— Exercise —
Recast the items below as a numbered list, dropping any blank lines.

(Items from a labeling collection)
::::

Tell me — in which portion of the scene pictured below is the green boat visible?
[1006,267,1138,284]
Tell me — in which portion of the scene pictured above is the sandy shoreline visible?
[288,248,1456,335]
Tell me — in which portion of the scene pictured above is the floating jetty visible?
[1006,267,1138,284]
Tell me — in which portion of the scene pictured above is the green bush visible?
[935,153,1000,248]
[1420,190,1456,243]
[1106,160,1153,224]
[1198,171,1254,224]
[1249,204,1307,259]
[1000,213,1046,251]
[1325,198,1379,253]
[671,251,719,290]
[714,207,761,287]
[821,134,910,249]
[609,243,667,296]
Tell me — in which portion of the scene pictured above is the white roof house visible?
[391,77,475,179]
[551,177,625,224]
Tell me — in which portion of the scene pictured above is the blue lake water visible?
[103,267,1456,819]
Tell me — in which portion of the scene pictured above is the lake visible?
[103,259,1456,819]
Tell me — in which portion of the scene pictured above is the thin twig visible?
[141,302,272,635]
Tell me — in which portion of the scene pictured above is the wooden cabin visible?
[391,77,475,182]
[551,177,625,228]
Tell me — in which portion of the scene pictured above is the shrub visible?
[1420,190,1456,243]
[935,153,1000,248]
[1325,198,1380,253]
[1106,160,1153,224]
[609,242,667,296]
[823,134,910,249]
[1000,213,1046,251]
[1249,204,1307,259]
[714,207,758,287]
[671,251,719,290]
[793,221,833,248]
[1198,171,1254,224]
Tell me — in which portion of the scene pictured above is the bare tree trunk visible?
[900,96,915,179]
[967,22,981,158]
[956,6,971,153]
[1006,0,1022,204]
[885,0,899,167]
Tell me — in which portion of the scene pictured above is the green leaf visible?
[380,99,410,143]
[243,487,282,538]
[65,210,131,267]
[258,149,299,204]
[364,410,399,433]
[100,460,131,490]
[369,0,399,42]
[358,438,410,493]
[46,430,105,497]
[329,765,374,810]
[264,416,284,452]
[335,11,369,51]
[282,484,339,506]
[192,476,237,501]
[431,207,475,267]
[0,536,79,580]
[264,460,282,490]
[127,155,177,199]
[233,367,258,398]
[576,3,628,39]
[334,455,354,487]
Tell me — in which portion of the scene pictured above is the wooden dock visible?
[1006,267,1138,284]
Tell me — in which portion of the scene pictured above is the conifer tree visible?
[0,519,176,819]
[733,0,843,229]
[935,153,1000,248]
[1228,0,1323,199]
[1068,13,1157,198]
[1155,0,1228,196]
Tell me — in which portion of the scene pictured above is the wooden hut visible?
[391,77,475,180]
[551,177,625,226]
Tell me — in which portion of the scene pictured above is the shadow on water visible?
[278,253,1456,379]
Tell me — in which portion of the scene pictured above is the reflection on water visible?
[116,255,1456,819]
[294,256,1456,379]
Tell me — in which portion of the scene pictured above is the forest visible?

::::

— The solution —
1. Tell me — in which portion of the scene pictured below is the green boat visible?
2. [1006,267,1138,284]
3. Tell me — in which portion of the scene pictured above is the sandy shoreline visible?
4. [288,248,1456,335]
5. Tell me — in which portion of the scene pictured above is the floating jetty visible?
6. [1006,267,1138,284]
7. Tell me — in which portion of the scene pictured above is the green bush visible?
8. [935,153,1000,248]
9. [1420,190,1456,243]
10. [1106,160,1153,224]
11. [1198,171,1254,224]
12. [1249,204,1307,259]
13. [1000,213,1046,251]
14. [1325,198,1379,253]
15. [671,251,719,290]
16. [714,207,761,287]
17. [821,134,910,249]
18. [609,243,667,296]
19. Tell me — in which portion of the scene pictured above is the white roof house visible?
20. [391,77,475,179]
21. [551,177,625,224]
22. Tell me — in which portion of the scene pictured above is the blue lake water visible?
23. [103,267,1456,819]
24. Tell me — in which portion of the scene pictured above is the lake visible?
25. [103,259,1456,819]
26. Tell me — in which portion of the scene pictured above is the thin twig visible?
27. [141,302,272,635]
28. Tell me — in which portion of the scene pictured above is the wooden cabin visible?
29. [391,77,475,182]
30. [551,177,625,228]
31. Tell me — in which portion of the scene pictured above is the shrub visible?
32. [1420,190,1456,243]
33. [935,153,1000,248]
34. [1325,198,1380,253]
35. [1106,160,1153,224]
36. [609,242,667,296]
37. [823,134,910,249]
38. [1000,213,1046,251]
39. [1249,204,1307,259]
40. [714,207,758,287]
41. [671,251,719,290]
42. [793,221,833,248]
43. [1198,171,1254,224]
44. Tell me — in which portion of the scene pictured above is the bare tree trunk visible?
45. [900,96,915,179]
46. [967,22,981,158]
47. [956,6,971,153]
48. [1006,0,1022,204]
49. [885,0,899,167]
50. Tell me — in which portion of the scene pictured above is the green leaf visible?
51. [380,99,410,143]
52. [243,487,282,538]
53. [65,210,131,267]
54. [258,149,299,204]
55. [364,410,399,433]
56. [100,460,131,490]
57. [369,0,399,42]
58. [358,438,410,493]
59. [46,430,105,497]
60. [329,765,374,810]
61. [264,416,284,452]
62. [335,11,369,51]
63. [282,484,339,506]
64. [192,476,237,501]
65. [431,207,475,267]
66. [0,536,79,580]
67. [264,460,282,490]
68. [127,155,177,199]
69. [233,367,258,398]
70. [576,3,628,39]
71. [334,455,354,487]
72. Tell me — in which portion of the scene pictured above is the wooden dock visible?
73. [1006,267,1138,284]
74. Tell me — in which portion of the scene pictured above is the conifer tree visible?
75. [0,519,176,819]
76. [733,0,843,229]
77. [935,153,1000,248]
78. [1228,0,1323,199]
79. [1068,13,1157,198]
80. [1155,0,1228,196]
81. Tell me — in which portion of the scene pictured above is the wooden hut visible?
82. [391,77,475,180]
83. [551,177,625,226]
84. Tell me — in which portion of the scene pictured above is the shadow on water visible?
85. [278,253,1456,379]
86. Tell me — in which portion of the scene pictured above is the reflection on water visible?
87. [116,255,1456,819]
88. [294,256,1456,379]
89. Tell me — in which portion of the scene pictured above is the forest visible?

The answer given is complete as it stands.